▶ [TASK TO CARRY OUT] Could you rewrite everything from the line containing "Can you find the white candle" down to the end of the items below as a Markdown table with the columns Row and Line, numbering each line and leaving out blank lines?

▶ [MATERIAL]
+++
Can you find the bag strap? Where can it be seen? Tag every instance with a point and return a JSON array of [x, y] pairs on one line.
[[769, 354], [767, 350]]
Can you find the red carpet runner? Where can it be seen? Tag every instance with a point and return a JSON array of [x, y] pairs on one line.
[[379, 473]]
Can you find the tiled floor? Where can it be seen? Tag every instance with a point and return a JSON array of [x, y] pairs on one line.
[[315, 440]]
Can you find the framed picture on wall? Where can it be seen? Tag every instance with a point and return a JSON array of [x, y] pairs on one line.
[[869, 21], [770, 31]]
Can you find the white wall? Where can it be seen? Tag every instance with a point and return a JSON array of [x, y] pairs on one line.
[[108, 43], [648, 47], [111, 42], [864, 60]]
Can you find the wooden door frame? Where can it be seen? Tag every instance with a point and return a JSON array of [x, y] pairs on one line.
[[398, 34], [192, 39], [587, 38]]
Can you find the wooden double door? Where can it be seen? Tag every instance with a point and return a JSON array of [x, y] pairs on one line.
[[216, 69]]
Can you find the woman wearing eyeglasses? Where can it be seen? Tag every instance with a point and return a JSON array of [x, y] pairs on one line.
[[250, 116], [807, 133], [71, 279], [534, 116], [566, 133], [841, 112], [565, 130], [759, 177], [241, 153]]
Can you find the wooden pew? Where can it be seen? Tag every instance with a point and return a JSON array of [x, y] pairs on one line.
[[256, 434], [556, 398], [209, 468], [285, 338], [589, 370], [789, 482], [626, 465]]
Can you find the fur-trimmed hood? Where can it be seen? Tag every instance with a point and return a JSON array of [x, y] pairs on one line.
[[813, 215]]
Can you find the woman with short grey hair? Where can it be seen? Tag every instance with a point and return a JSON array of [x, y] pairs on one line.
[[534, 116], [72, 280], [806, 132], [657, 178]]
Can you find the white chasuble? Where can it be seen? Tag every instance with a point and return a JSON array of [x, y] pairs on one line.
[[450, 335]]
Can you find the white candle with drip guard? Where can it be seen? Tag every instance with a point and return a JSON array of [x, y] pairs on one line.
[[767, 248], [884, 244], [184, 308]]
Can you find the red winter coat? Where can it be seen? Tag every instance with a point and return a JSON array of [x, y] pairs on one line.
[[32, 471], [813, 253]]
+++
▶ [RESPONSE]
| Row | Line |
|---|---|
| 1 | Can you find the white candle with drip guard? Where can it be seen? Tag every instance with a point and return a JSON array of [x, y] pairs on one line. |
| 2 | [[767, 248], [884, 244], [184, 308]] |
| 3 | Can you find the red winter coat? Where can it be seen? Tag every instance with a point and return a JSON array of [x, y] pairs on one line. |
| 4 | [[32, 471], [813, 253]] |